- [Work required]:
Put the lines of the data below, from the start through the line containing "point(527, 55)", inclusive, into a JSON list of strings with one string per line. Leave out blank lines and the pictures.

[Records in a dataset]
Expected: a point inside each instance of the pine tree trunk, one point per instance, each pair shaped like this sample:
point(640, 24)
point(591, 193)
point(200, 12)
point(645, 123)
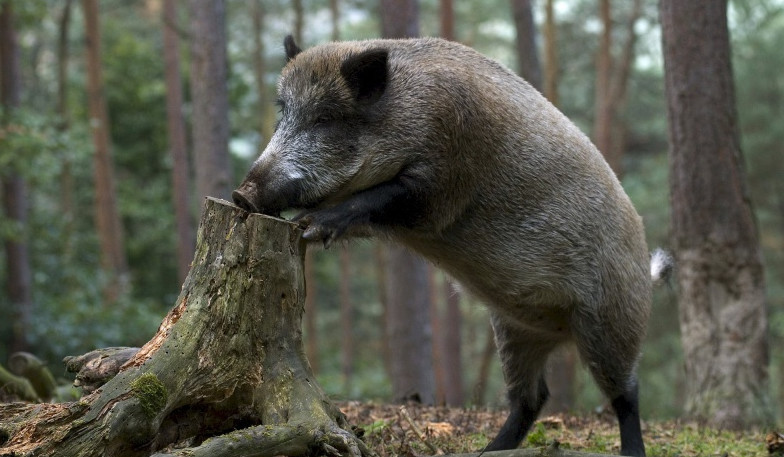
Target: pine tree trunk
point(178, 147)
point(410, 343)
point(14, 190)
point(527, 55)
point(227, 364)
point(110, 231)
point(210, 99)
point(723, 313)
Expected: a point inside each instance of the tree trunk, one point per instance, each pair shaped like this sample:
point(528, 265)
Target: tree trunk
point(178, 147)
point(110, 231)
point(14, 190)
point(346, 321)
point(210, 119)
point(723, 313)
point(603, 111)
point(334, 9)
point(527, 57)
point(451, 345)
point(483, 374)
point(611, 80)
point(551, 67)
point(311, 311)
point(67, 205)
point(267, 114)
point(227, 364)
point(408, 296)
point(447, 19)
point(400, 18)
point(408, 326)
point(299, 21)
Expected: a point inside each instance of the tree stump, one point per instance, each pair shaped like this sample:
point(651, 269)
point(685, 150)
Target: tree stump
point(225, 375)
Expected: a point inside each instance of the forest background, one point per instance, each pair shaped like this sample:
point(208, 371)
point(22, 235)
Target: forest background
point(76, 303)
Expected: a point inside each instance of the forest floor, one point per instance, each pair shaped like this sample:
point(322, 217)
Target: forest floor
point(437, 430)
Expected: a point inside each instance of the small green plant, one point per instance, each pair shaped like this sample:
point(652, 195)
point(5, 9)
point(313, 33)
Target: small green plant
point(151, 393)
point(537, 436)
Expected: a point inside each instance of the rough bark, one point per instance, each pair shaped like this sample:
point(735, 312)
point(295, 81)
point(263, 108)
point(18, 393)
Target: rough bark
point(14, 190)
point(178, 147)
point(527, 56)
point(107, 216)
point(225, 374)
point(723, 315)
point(210, 99)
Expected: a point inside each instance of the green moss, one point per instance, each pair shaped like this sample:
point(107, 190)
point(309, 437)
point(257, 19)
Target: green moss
point(151, 393)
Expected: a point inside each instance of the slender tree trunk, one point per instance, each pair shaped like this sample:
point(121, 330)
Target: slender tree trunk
point(447, 19)
point(14, 189)
point(178, 147)
point(299, 21)
point(551, 67)
point(611, 81)
point(400, 18)
point(407, 291)
point(67, 204)
point(603, 115)
point(439, 370)
point(451, 346)
point(380, 253)
point(267, 116)
point(334, 9)
point(483, 374)
point(210, 99)
point(110, 231)
point(408, 326)
point(346, 321)
point(723, 313)
point(311, 311)
point(527, 56)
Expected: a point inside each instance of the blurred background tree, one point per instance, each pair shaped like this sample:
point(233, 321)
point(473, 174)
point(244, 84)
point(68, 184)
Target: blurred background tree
point(46, 141)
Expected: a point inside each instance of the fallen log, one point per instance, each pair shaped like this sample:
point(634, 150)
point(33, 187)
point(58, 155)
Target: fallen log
point(225, 375)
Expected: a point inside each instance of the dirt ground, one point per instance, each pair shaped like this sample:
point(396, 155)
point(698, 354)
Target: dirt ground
point(415, 430)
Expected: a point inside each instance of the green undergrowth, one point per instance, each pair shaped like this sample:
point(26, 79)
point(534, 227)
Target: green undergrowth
point(454, 431)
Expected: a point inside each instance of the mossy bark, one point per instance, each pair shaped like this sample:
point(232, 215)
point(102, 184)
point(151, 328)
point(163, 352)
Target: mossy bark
point(225, 375)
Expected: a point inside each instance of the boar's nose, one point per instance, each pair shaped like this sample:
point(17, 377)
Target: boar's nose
point(241, 200)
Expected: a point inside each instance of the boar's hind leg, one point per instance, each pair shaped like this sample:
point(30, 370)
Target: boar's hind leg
point(523, 358)
point(611, 354)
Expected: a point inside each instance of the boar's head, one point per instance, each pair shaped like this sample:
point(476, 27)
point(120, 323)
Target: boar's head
point(325, 143)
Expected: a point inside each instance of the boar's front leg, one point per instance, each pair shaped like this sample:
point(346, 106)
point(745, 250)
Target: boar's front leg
point(395, 203)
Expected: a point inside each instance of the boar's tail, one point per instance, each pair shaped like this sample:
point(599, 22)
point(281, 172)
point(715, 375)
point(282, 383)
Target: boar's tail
point(662, 265)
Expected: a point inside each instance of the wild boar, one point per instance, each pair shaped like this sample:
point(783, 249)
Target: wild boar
point(437, 147)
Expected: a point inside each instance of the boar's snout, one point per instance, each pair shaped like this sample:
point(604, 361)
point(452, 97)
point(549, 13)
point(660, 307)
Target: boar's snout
point(241, 199)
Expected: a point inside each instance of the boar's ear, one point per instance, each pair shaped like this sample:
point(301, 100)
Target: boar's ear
point(291, 47)
point(366, 74)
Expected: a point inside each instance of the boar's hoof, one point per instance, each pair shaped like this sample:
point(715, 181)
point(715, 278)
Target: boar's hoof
point(325, 226)
point(243, 202)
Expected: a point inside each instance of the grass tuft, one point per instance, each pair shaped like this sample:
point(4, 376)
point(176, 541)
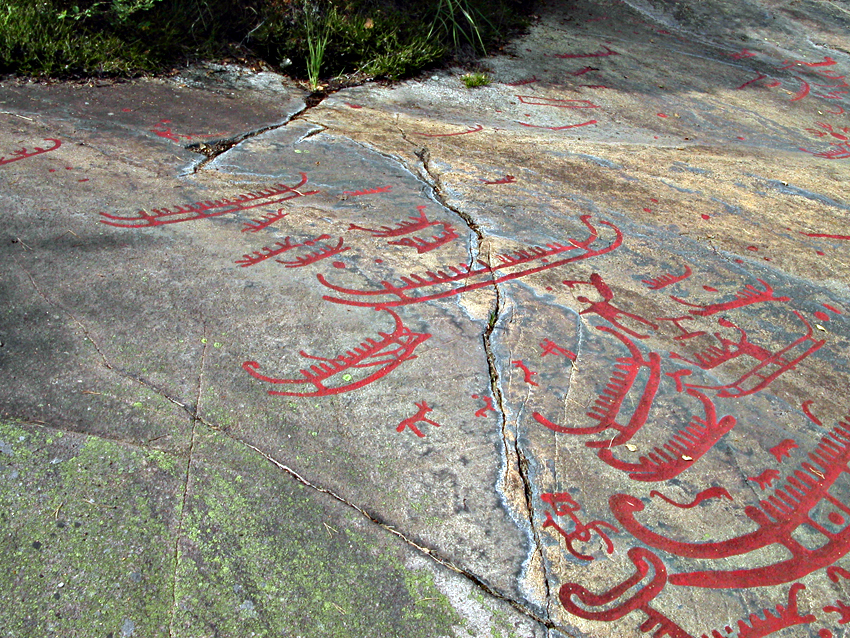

- [Solution below]:
[
  "Expected: a point inside each instance of the pine tree trunk, one point per instance, each pair shaped like this sample:",
  "point(640, 24)",
  "point(591, 193)",
  "point(200, 12)",
  "point(645, 123)",
  "Target: pine tree trunk",
  "point(178, 147)",
  "point(410, 343)",
  "point(14, 190)",
  "point(527, 55)"
]